*** Records for processing

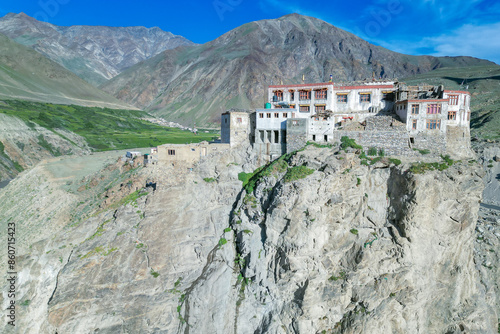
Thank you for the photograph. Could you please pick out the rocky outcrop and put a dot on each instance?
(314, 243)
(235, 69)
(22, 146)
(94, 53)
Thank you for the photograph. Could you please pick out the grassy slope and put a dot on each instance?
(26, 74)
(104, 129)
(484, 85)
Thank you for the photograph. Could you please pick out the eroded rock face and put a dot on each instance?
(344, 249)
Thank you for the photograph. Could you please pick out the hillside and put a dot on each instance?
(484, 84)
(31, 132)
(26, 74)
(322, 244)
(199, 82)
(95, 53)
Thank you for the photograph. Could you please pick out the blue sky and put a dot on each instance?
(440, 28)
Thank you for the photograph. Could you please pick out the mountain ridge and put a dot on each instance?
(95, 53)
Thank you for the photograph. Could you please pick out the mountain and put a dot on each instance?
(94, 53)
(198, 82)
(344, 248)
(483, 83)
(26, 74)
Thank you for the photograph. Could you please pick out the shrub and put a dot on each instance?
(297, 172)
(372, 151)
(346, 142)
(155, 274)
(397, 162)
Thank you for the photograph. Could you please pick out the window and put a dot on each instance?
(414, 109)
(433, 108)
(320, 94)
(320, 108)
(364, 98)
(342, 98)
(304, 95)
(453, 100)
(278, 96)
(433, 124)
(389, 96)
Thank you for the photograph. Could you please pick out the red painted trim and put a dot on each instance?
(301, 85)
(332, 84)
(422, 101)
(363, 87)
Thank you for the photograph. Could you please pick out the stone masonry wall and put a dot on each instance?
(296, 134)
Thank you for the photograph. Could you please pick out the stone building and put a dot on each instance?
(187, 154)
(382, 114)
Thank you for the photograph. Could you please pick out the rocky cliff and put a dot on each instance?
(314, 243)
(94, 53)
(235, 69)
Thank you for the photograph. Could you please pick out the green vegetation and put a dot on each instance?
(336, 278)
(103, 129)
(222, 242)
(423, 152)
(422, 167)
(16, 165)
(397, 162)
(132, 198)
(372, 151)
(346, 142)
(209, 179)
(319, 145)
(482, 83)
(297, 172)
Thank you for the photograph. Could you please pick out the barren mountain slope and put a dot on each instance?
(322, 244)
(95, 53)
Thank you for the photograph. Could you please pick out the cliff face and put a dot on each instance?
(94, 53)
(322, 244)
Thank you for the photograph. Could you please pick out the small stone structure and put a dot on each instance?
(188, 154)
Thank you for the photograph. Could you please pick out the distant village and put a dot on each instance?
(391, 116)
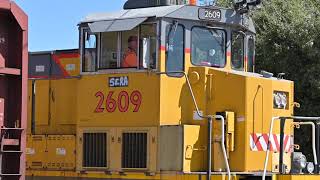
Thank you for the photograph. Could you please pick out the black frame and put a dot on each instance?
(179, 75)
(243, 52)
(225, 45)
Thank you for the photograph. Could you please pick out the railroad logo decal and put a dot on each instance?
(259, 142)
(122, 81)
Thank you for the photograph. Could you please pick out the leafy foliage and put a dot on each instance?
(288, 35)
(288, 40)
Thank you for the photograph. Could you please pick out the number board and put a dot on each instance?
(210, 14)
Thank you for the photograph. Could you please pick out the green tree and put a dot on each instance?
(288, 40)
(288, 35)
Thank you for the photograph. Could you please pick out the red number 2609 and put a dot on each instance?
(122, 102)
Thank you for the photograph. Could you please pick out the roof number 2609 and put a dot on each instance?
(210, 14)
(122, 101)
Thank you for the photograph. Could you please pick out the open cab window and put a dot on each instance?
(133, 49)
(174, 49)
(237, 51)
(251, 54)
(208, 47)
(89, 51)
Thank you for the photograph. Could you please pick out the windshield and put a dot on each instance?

******

=== Exercise goal ===
Reproduce every entry above word for word, leaving the pictures out of your answer.

=== Problem solution ===
Thank you for the photograph. Could you please pick out the rocky outcrop and put a dot on each instance?
(314, 243)
(235, 69)
(22, 146)
(94, 53)
Thank you for the photograph. Could you please pick out the grassy slope and put a dot on each instance?
(26, 74)
(104, 129)
(484, 85)
Thank you for the photograph. Could you please pick out the eroded rock face and put a dot on each instance?
(344, 249)
Thank you for the photograph. Could you please pick out the hillside and put a dot on each instance?
(484, 84)
(31, 132)
(26, 74)
(322, 244)
(199, 82)
(95, 53)
Thank you for the photograph. Could you please pick out the blue sky and put a dot on each instance?
(440, 28)
Thank you for the photograph. Could you please pick out the mountain ridge and put a dot on each instance?
(95, 53)
Thank you for the photograph. Could you please pick out the mountain and put a dot on each instance?
(94, 53)
(198, 82)
(344, 248)
(483, 83)
(26, 74)
Thank you for the photograph. Could you please pick out the shrub and put a dot on each instance?
(297, 172)
(372, 151)
(346, 142)
(155, 274)
(397, 162)
Thank you for the photograph. Could you please pick out the window and put a dot on each instance?
(414, 109)
(433, 108)
(320, 94)
(320, 108)
(364, 98)
(342, 98)
(304, 95)
(453, 100)
(278, 96)
(433, 124)
(389, 96)
Thank you for the photograph. Could you please pick out the red painted trim and put a dot on each instance?
(301, 85)
(332, 84)
(422, 101)
(363, 87)
Thank you for the photograph. Could you please pick out the stone masonry wall and put a dot on each instance?
(296, 134)
Thank you for the photograph. Could you please pick out the stone building and put a dot on each instance?
(187, 154)
(382, 114)
Thank you for the photograph. Could you please pick out the rocky cliff and put a dot on each instance?
(314, 243)
(94, 53)
(235, 69)
Thank you for the photograph. Could you please pick out the green vegetation and put a dot on each instance?
(336, 278)
(103, 129)
(222, 242)
(423, 152)
(422, 167)
(16, 165)
(397, 162)
(132, 198)
(372, 151)
(346, 142)
(209, 179)
(319, 145)
(482, 83)
(297, 172)
Thank you for the photograph. Could you please pick out the barren mountain slope and put a dot on each instance?
(322, 244)
(95, 53)
Thank you for the photograph. Could you please pick out the cliff face and put a dot on each instance?
(94, 53)
(322, 244)
Thank you for the photograph. Could you please pick out the small stone structure and put a dot on each instance?
(188, 154)
Thank you for the photograph. Could you please pick out the distant village and put a dot on each instance?
(391, 116)
Thank you for the photograph. Could you please pick out the black frame and put a dot on each instance?
(179, 75)
(243, 52)
(225, 45)
Thank you for the photograph. Could you please pick out the railroad logo decal and put a dot on each instance?
(259, 142)
(122, 81)
Thank you for the photograph. Could you please pick out the leafy foliage and put a dot on each instance?
(288, 35)
(288, 40)
Thank you for the photograph. Could you please pick out the number board and put a dot on each instance?
(210, 14)
Thank you for the photograph. Could you please pick out the green tree and put a dot on each instance?
(288, 40)
(288, 35)
Thank you for the photograph. Could you please pick out the red number 2609 and put a dot on each instance?
(122, 102)
Thank you for the photograph. Could you please pick out the roof number 2609 and put a dot on each instance?
(210, 14)
(122, 101)
Thank you for the photograph. Could you please pick out the open cab window and put a dot on each instance?
(133, 49)
(174, 49)
(237, 51)
(251, 54)
(208, 47)
(89, 51)
Thank you for the photograph. Could you please pick out the windshield and put a dot on each instance?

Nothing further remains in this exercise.